MRO gross profit increased to $54.5 million from $53.2 million in the prior year period. MRO gross profit as a percent of net sales decreased 1.7 percentage points to 64.3% for the second quarter of 2010 from 66.0% in the second quarter of 2009. The decline was primarily driven by a change in the customer mix including higher volume customers that return slightly lower margins as a percentage of total sales.
OEM gross profit increased to $4.1 million in the second quarter of 2010 from $2.7 million in the prior year period. Gross profit as a percent of net sales increased to 24.4% for the second quarter of 2010, 6.0 percentage points higher than 18.4% achieved in the second quarter of 2009. The improved margin was due primarily to renegotiating customer contracts to provide a higher rate of return and not renewing contracts with low rates of return.
Selling, General and Administrative Expenses (“SG&A”)
SG&A expenses increased $1.2 million in the second quarter of 2010 to $54.1 million from $52.9 million in 2009, primarily due to expenses to support the increased sales. Additionally, the Company incurred ERP implementation expenses of $0.6 million for the 2010 second quarter. SG&A as a percent of net sales decreased 2.4 percentage points to 53.3% in the second quarter of 2010 compared to 55.7% in the second quarter of 2009 as we realized certain efficiencies from the streamlining of our cost structure, including the closure of our Dallas and Charlotte distribution centers in 2009.
Severance and Other Restructuring Charges (Benefits)
Severance expense was $1.2 million in the second quarter of 2010 compared to a $0.1 million net benefit recorded in the second quarter of 2009. A realignment of some of our managerial operating responsibilities during the second quarter of 2010 resulted in the elimination of certain positions.

:::

*PROBLEMS TO SOLVE*.
• 1. In the earnings excerpt, what was OEM gross profit as a percent of net sales for the second quarter of 2010?
• 2. Repeat the earnings excerpt word for word, starting at "MRO gross profit increased" and ending at "rates of return.".

*RECORDS SUPPLIED*.
:::

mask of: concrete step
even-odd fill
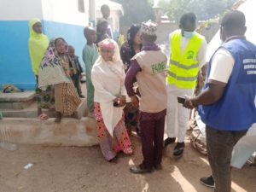
[[[87,114],[86,99],[81,99],[82,102],[78,108],[79,117],[85,117]],[[34,101],[24,109],[0,109],[3,116],[5,118],[37,118],[38,117],[38,106]],[[43,109],[49,117],[55,117],[55,110]]]
[[[91,118],[63,118],[40,120],[32,118],[3,118],[0,120],[0,142],[44,146],[92,146],[98,143],[96,120]]]
[[[24,109],[35,101],[36,93],[33,90],[26,90],[18,93],[0,92],[0,110]]]

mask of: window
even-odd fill
[[[84,0],[78,0],[79,11],[84,13]]]

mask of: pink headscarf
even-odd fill
[[[101,48],[114,49],[114,44],[111,41],[110,38],[106,38],[103,41],[99,43]]]

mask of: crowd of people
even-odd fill
[[[188,108],[196,108],[207,125],[212,173],[201,182],[212,179],[214,191],[230,192],[233,147],[256,123],[256,74],[249,73],[253,66],[256,67],[256,46],[244,36],[243,13],[224,15],[220,27],[224,43],[207,64],[207,42],[195,32],[193,13],[183,14],[180,29],[170,34],[171,55],[166,55],[155,44],[156,23],[132,25],[119,49],[108,22],[110,9],[104,5],[102,12],[103,18],[96,29],[86,26],[84,30],[83,61],[89,116],[96,121],[104,158],[114,162],[119,151],[132,154],[130,133],[133,130],[141,137],[143,160],[130,171],[145,173],[162,169],[164,147],[177,140],[173,156],[182,156]],[[54,108],[56,123],[62,116],[77,117],[80,98],[84,96],[79,83],[83,68],[75,49],[62,38],[49,42],[40,20],[31,20],[29,26],[38,116],[45,119],[48,117],[42,108]],[[200,93],[199,74],[205,73],[206,66],[207,75]]]

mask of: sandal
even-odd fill
[[[172,154],[173,156],[181,157],[183,154],[184,148],[185,148],[185,143],[183,142],[177,143],[173,150],[173,154]]]
[[[40,118],[41,120],[46,120],[46,119],[49,119],[49,116],[43,113],[39,115],[39,118]]]

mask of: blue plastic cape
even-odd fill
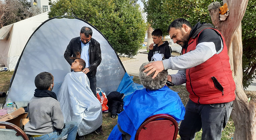
[[[165,114],[172,116],[177,121],[184,119],[185,107],[177,93],[165,86],[156,91],[145,88],[137,90],[127,98],[124,110],[118,116],[117,124],[122,130],[134,140],[136,132],[148,118]],[[108,140],[122,140],[122,133],[117,126]]]
[[[137,90],[141,90],[143,88],[142,85],[133,82],[133,76],[130,76],[127,72],[126,72],[116,90],[117,91],[125,94],[125,97],[123,99],[124,102],[129,95]]]

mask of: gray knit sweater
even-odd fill
[[[31,135],[43,135],[61,129],[64,119],[60,103],[51,97],[33,97],[27,104],[29,121],[24,131]]]

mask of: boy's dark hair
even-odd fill
[[[80,53],[79,53],[79,52],[76,53],[76,57],[70,57],[70,58],[73,59],[74,60],[76,59],[77,59],[78,60],[78,62],[79,62],[79,64],[83,66],[83,68],[82,68],[82,71],[85,68],[86,63],[85,63],[85,61],[84,60],[80,58],[81,57],[81,54],[80,54]]]
[[[157,29],[153,31],[151,35],[160,37],[163,36],[163,32],[160,29]]]
[[[47,72],[37,74],[35,78],[35,85],[38,90],[47,90],[53,83],[53,76]]]
[[[91,36],[92,36],[92,30],[89,27],[85,26],[81,29],[80,33],[84,34],[86,37],[89,37],[89,35],[90,35]]]
[[[191,24],[188,21],[183,18],[177,18],[173,21],[169,26],[167,30],[167,32],[169,33],[170,30],[171,28],[175,28],[176,29],[181,29],[183,24],[186,24],[189,27],[192,28]]]
[[[80,58],[76,58],[76,59],[78,60],[79,65],[83,66],[83,68],[82,68],[82,71],[85,68],[85,61],[82,59]]]

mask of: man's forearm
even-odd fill
[[[186,70],[179,70],[175,74],[171,75],[171,82],[175,85],[180,85],[186,83]]]
[[[205,62],[216,53],[216,50],[208,46],[213,42],[203,42],[197,46],[196,49],[180,56],[171,57],[163,60],[165,70],[179,70],[195,67]]]

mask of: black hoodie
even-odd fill
[[[202,31],[198,37],[198,42],[197,44],[202,42],[214,42],[215,45],[216,51],[218,52],[221,48],[221,40],[220,39],[219,33],[213,30],[207,29],[204,30],[209,28],[214,29],[214,27],[210,23],[197,22],[190,31],[189,38],[190,39],[196,37]],[[202,31],[203,30],[204,30]],[[187,47],[187,44],[183,48],[186,49]]]
[[[153,49],[149,50],[148,54],[148,59],[149,62],[153,60],[152,58],[153,55],[158,53],[162,54],[163,60],[168,59],[172,56],[171,52],[172,49],[169,46],[168,41],[165,41],[164,42],[163,44],[159,46],[157,46],[157,44],[156,44]]]

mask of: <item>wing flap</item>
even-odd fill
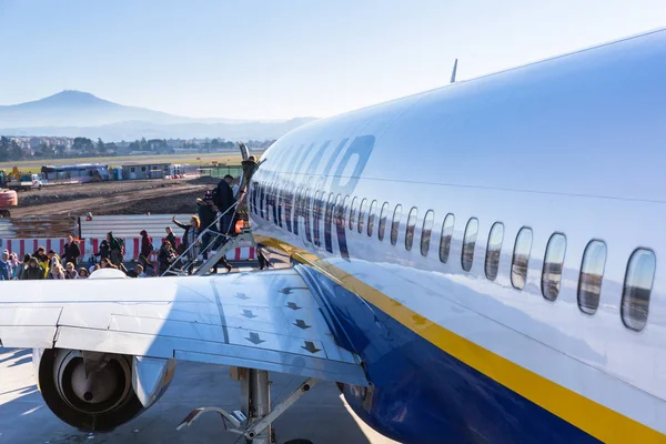
[[[336,344],[293,269],[1,285],[3,346],[176,357],[367,384],[360,359]]]

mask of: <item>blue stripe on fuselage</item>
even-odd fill
[[[349,404],[404,443],[598,442],[412,332],[310,266],[339,344],[364,362],[372,389],[345,386]],[[313,287],[313,286],[311,286]]]

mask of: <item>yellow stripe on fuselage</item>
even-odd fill
[[[263,235],[254,235],[254,238],[259,243],[283,250],[296,261],[313,266],[444,352],[597,440],[606,443],[666,442],[666,436],[654,428],[531,372],[444,329],[442,325],[427,320],[360,279],[331,264],[325,259],[273,238]]]

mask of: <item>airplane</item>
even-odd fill
[[[317,380],[404,443],[665,442],[665,79],[658,30],[309,123],[248,189],[293,268],[2,283],[1,344],[83,430],[186,360],[253,442]],[[271,410],[269,371],[307,380]]]

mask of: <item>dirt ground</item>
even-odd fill
[[[172,214],[196,211],[195,199],[216,179],[137,180],[46,186],[19,192],[12,218],[31,215]]]

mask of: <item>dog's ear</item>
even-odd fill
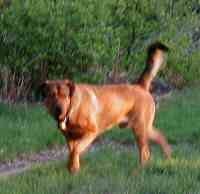
[[[75,84],[71,80],[65,80],[65,83],[69,88],[69,96],[72,97],[75,91]]]

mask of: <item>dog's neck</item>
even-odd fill
[[[74,93],[71,96],[70,99],[70,106],[69,106],[69,110],[68,113],[66,114],[66,118],[69,122],[69,120],[74,117],[74,115],[76,114],[79,105],[81,103],[81,96],[80,96],[80,92],[79,92],[79,87],[76,85],[75,89],[74,89]]]

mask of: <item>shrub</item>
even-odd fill
[[[178,85],[196,81],[198,6],[195,0],[11,1],[0,7],[0,64],[28,74],[33,87],[46,78],[102,82],[109,71],[132,79],[144,67],[144,49],[159,39],[172,50],[161,75],[175,84],[181,77]]]

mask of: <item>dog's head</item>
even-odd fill
[[[69,80],[47,80],[42,84],[44,105],[58,123],[67,116],[75,85]]]

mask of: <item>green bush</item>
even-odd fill
[[[175,84],[197,81],[198,53],[188,49],[198,6],[195,0],[15,0],[0,10],[0,64],[28,74],[33,86],[46,78],[101,82],[116,67],[133,78],[144,67],[145,48],[159,39],[172,50],[163,76]]]

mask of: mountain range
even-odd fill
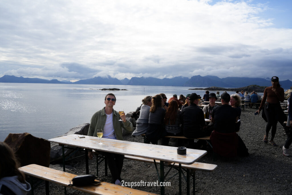
[[[98,77],[74,82],[68,81],[60,81],[56,79],[49,80],[4,75],[0,78],[0,82],[181,86],[199,87],[214,86],[229,88],[241,87],[251,85],[268,86],[271,84],[270,80],[261,78],[228,77],[221,79],[216,76],[209,75],[204,77],[197,75],[192,77],[190,79],[180,76],[171,79],[142,77],[132,77],[130,80],[125,78],[121,80],[108,75],[106,77]],[[280,81],[280,83],[284,89],[290,89],[292,86],[292,81],[289,80]]]

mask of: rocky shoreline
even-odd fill
[[[208,90],[210,91],[238,91],[239,92],[243,90],[245,92],[248,92],[250,93],[253,91],[255,91],[256,92],[263,93],[265,91],[265,89],[266,87],[267,87],[266,86],[252,85],[239,88],[223,88],[217,87],[211,87],[208,88],[196,88],[189,89],[190,90]]]
[[[282,128],[278,123],[274,139],[278,146],[275,147],[263,141],[266,124],[261,117],[255,116],[255,108],[247,108],[243,111],[241,117],[241,125],[239,135],[248,149],[249,156],[230,159],[220,158],[213,161],[212,149],[206,145],[203,149],[208,152],[199,162],[217,165],[217,168],[213,172],[197,171],[195,175],[195,192],[197,194],[292,194],[292,158],[284,156],[282,147],[286,138]],[[143,137],[133,137],[131,134],[124,135],[124,140],[142,142]],[[176,146],[174,142],[170,142]],[[96,175],[95,157],[89,161],[90,174]],[[55,162],[50,165],[54,168],[62,170],[61,162]],[[84,156],[67,161],[66,171],[77,175],[85,174]],[[166,167],[165,171],[168,168]],[[99,177],[103,180],[110,182],[111,176],[105,176],[104,165],[100,165]],[[177,172],[172,170],[168,174],[172,175]],[[127,182],[156,182],[157,179],[154,165],[125,159],[121,177]],[[171,185],[165,188],[165,194],[178,194],[178,175],[168,181]],[[191,182],[192,181],[191,181]],[[191,185],[191,193],[193,189]],[[185,181],[182,182],[183,194],[186,193]],[[160,194],[159,187],[136,187],[134,188],[144,191]],[[64,194],[62,186],[50,183],[51,194]],[[44,187],[35,189],[35,194],[44,194]],[[67,188],[68,194],[88,194]],[[30,193],[29,194],[30,194]]]

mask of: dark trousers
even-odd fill
[[[272,135],[271,139],[272,139],[275,137],[276,131],[277,130],[277,123],[278,122],[278,113],[277,111],[275,106],[269,105],[269,108],[267,108],[266,105],[265,105],[264,108],[264,112],[267,117],[267,122],[266,126],[266,136],[267,136],[269,132],[272,127],[272,130],[271,132]]]
[[[111,183],[114,184],[117,180],[121,181],[121,173],[124,163],[124,155],[105,152],[99,152],[104,155],[107,160],[107,165],[112,174]]]
[[[289,148],[289,146],[291,145],[291,143],[292,143],[292,130],[290,128],[290,132],[288,134],[288,138],[286,140],[286,142],[285,143],[284,146],[286,148]]]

:::

*ANSWERS GIVEN*.
• 1. 24.4%

• 2.
MRO gross profit increased to $54.5 million from $53.2 million in the prior year period. MRO gross profit as a percent of net sales decreased 1.7 percentage points to 64.3% for the second quarter of 2010 from 66.0% in the second quarter of 2009. The decline was primarily driven by a change in the customer mix including higher volume customers that return slightly lower margins as a percentage of total sales.
OEM gross profit increased to $4.1 million in the second quarter of 2010 from $2.7 million in the prior year period. Gross profit as a percent of net sales increased to 24.4% for the second quarter of 2010, 6.0 percentage points higher than 18.4% achieved in the second quarter of 2009. The improved margin was due primarily to renegotiating customer contracts to provide a higher rate of return and not renewing contracts with low rates of return.